Por lo que respecta a la educación de los hijos, creo que no hay que enseñarles las pequeñas virtudes, sino las grandes. No el ahorro, sino la generosidad y la indiferencia hacia el dinero; no la prudencia, sino el coraje y el desprecio por el peligro; no la astucia, sino la franqueza y el amor por la verdad; no la diplomacia, sino el amor al prójimo y la abnegación; no el deseo de éxito, sino el deseo de ser y de saber.

Sin embargo, casi siempre hacemos lo contrario. Nos apresuramos a enseñarles el respeto a las pequeñas virtudes, fundando en ellas todo nuestro sistema educativo. De esta manera elegimos el camino más cómodo, porque las pequeñas virtudes no encierran ningún peligro material, es más, nos protegen de los golpes de la suerte. Olvidamos enseñar las grandes virtudes y, sin embargo, las amamos, y quisiéramos que nuestros hijos las tuviesen, pero abrigamos la esperanza de que broten espontáneamente en su ánimo, un día futuro, pues las consideramos de naturaleza instintiva, mientras que las otras, las pequeñas, nos parecen el fruto de una reflexión, de un cálculo, y por eso pensamos que es absolutamente necesario enseñarlas.

EJERCICIOS >>
A - Resume el fragmento en dos oraciones.
B - Enumera todas las virtudes que el fragmento señala en su primer párrafo como pequeñas virtudes que no hay que enseñar.
C - Según el fragmento, ¿por qué pensamos que es absolutamente necesario enseñar las pequeñas virtudes?

REGISTROS GUARDADOS >>
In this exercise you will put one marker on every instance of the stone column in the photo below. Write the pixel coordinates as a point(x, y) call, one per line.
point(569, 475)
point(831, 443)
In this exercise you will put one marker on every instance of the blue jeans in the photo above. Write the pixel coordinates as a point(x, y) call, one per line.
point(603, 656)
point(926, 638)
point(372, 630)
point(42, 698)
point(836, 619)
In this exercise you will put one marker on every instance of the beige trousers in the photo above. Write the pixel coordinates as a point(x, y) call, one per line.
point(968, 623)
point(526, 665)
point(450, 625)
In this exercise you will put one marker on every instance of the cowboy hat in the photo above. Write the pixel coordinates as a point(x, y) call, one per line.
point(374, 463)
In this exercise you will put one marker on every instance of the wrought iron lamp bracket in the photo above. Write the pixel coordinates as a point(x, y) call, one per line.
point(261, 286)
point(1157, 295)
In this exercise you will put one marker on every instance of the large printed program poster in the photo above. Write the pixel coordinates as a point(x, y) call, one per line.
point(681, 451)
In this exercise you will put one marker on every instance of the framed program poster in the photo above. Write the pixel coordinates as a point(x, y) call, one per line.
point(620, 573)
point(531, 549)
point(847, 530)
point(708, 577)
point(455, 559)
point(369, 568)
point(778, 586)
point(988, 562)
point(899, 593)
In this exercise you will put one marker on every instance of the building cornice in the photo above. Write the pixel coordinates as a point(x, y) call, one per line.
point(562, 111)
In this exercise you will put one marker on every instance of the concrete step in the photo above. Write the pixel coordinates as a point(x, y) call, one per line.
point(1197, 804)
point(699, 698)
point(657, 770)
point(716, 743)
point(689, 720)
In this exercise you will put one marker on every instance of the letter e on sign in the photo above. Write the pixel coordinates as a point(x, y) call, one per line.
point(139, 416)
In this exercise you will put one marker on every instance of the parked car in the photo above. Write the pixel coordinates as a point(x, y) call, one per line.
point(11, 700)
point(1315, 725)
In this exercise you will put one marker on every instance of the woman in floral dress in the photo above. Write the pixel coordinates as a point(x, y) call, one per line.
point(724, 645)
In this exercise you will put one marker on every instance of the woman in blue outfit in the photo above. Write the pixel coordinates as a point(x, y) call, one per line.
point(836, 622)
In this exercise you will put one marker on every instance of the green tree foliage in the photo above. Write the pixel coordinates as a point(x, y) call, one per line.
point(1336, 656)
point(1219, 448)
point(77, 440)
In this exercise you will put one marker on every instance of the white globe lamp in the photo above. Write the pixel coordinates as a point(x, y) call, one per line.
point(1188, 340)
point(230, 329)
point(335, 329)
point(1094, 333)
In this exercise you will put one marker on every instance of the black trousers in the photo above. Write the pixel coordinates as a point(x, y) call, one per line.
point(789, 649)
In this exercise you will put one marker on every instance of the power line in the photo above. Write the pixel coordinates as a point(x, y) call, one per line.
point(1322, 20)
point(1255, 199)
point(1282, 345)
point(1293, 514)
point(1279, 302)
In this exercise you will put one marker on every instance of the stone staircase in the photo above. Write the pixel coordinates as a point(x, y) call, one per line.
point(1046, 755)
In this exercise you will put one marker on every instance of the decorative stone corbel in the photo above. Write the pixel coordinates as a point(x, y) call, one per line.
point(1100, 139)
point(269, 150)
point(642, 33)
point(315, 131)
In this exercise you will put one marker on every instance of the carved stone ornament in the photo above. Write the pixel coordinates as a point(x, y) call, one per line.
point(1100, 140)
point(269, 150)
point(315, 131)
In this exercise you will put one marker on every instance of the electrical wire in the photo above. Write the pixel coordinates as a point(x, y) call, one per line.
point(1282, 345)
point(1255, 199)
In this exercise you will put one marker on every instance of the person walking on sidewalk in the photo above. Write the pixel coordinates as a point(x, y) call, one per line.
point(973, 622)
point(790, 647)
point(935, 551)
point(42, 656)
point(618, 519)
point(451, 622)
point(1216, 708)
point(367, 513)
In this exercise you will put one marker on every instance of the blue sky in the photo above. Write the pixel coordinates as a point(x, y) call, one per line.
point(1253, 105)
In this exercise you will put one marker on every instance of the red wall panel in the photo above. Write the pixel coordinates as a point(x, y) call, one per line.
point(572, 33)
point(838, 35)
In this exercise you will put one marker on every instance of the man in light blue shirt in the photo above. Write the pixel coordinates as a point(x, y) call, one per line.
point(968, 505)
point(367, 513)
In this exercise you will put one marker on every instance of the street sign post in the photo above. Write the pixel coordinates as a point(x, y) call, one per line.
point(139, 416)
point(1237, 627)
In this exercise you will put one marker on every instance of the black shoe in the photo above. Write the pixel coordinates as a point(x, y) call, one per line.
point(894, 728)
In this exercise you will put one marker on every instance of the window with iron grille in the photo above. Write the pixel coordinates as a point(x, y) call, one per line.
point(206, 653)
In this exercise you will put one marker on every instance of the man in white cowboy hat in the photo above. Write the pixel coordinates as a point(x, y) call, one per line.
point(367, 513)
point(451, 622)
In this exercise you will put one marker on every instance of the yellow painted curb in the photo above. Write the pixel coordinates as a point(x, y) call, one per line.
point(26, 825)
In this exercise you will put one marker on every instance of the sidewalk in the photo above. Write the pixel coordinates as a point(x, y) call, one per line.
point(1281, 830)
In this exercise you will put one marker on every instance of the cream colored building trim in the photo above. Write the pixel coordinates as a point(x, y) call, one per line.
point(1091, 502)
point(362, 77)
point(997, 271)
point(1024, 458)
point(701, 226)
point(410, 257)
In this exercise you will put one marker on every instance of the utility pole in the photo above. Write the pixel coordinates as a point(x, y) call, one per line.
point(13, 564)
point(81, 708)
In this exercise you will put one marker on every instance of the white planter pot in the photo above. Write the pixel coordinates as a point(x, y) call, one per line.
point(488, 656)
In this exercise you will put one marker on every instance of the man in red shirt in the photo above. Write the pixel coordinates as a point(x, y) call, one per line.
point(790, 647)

RESPUESTAS >>
A - El fragmento sostiene que a los hijos no hay que enseñarles las pequeñas virtudes, como el ahorro, la prudencia o la astucia, sino las grandes, como la generosidad, el coraje y la franqueza. Sin embargo, casi siempre se hace lo contrario, porque es el camino más cómodo, y se espera que las grandes virtudes broten espontáneamente en los hijos algún día.

B -
- El ahorro
- La prudencia
- La astucia
- La diplomacia
- El deseo de éxito

C - Porque nos parecen el fruto de una reflexión, de un cálculo.